_Task item:_ What is needed is an exact copy of the lines from the one containing "point: the blue" through the last line of the entries below, both included.

(Saved entries)
========

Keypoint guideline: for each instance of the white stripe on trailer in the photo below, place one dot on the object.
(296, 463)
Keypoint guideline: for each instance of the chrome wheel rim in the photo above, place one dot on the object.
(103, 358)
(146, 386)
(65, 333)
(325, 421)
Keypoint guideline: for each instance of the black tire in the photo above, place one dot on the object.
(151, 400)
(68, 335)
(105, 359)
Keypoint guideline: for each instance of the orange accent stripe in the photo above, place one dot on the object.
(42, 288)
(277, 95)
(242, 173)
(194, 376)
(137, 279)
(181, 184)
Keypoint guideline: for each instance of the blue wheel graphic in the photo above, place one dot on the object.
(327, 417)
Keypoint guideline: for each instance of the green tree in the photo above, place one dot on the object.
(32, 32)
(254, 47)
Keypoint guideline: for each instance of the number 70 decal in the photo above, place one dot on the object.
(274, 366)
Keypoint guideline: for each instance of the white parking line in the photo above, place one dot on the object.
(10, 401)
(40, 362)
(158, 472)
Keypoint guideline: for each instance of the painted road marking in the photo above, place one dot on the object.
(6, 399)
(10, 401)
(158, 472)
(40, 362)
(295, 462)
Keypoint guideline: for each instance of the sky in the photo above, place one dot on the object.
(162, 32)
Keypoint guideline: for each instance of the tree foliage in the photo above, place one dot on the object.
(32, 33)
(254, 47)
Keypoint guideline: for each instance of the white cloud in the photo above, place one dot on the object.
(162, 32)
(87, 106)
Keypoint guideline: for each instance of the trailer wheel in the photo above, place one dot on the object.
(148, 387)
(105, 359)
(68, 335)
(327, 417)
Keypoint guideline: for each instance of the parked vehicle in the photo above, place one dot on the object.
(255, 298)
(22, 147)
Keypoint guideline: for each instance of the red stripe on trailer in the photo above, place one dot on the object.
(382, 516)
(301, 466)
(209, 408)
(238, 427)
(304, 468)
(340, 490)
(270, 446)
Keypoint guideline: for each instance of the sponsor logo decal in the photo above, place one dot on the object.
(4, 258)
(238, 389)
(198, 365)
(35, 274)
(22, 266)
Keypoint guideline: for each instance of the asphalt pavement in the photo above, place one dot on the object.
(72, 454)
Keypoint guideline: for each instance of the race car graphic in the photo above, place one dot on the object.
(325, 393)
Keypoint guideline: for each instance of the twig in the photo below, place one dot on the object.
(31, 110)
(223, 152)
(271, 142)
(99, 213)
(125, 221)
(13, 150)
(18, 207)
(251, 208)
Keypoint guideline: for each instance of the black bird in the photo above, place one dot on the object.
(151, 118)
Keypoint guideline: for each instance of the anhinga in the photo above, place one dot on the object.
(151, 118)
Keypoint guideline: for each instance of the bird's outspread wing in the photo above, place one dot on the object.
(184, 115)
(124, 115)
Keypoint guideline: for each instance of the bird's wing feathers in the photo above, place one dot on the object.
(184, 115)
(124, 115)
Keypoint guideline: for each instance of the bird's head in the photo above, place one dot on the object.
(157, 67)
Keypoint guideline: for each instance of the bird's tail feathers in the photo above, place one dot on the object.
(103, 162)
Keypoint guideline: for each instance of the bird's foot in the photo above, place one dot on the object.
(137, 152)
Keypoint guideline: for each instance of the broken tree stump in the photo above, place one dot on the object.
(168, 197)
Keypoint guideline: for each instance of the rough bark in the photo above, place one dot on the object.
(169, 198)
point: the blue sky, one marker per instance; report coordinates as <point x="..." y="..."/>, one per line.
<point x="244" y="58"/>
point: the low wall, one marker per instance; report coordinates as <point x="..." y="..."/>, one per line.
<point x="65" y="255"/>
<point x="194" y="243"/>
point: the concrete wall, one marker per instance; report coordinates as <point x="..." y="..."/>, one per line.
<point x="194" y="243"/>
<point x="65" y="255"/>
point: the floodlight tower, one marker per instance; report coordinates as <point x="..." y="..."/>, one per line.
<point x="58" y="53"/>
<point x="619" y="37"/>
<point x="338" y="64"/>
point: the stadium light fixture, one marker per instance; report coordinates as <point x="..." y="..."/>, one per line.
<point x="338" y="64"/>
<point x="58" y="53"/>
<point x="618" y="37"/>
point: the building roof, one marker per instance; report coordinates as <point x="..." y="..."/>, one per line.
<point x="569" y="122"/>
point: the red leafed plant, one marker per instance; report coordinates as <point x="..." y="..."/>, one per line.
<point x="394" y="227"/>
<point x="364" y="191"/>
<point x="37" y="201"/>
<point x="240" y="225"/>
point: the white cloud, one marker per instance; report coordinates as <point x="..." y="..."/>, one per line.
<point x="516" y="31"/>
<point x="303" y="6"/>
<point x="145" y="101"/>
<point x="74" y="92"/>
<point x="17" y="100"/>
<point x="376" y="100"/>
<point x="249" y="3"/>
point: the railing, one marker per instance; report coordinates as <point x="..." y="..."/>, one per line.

========

_Task solution:_
point: the blue sky, one marker per instance; report coordinates as <point x="..." y="..."/>, one per line.
<point x="244" y="58"/>
point: the low wall, one marker per instance; report coordinates as <point x="..." y="..."/>, one per line.
<point x="65" y="255"/>
<point x="194" y="243"/>
point: the concrete wall, one marker per instance; report coordinates as <point x="..." y="..."/>, one per line.
<point x="194" y="243"/>
<point x="65" y="255"/>
point: the floodlight tower, one marker per instance; report coordinates as <point x="..." y="..."/>, one per line.
<point x="58" y="53"/>
<point x="619" y="37"/>
<point x="338" y="64"/>
point: the stadium light fixture, one marker per instance; report coordinates as <point x="..." y="..."/>, one per line.
<point x="338" y="64"/>
<point x="58" y="53"/>
<point x="618" y="37"/>
point: the building roof, one marker per instance; report coordinates as <point x="..." y="..."/>, one per line.
<point x="569" y="122"/>
point: the red leafed plant, one marker per instance; report coordinates as <point x="..." y="..."/>, one per line.
<point x="394" y="227"/>
<point x="364" y="191"/>
<point x="37" y="201"/>
<point x="240" y="225"/>
point: the white cloud, one marker per instance; report coordinates as <point x="..." y="..."/>, one per line.
<point x="516" y="31"/>
<point x="303" y="6"/>
<point x="145" y="101"/>
<point x="74" y="92"/>
<point x="17" y="100"/>
<point x="376" y="100"/>
<point x="249" y="3"/>
point: the railing, one marker per instance; report coordinates as <point x="..." y="..."/>, one per line.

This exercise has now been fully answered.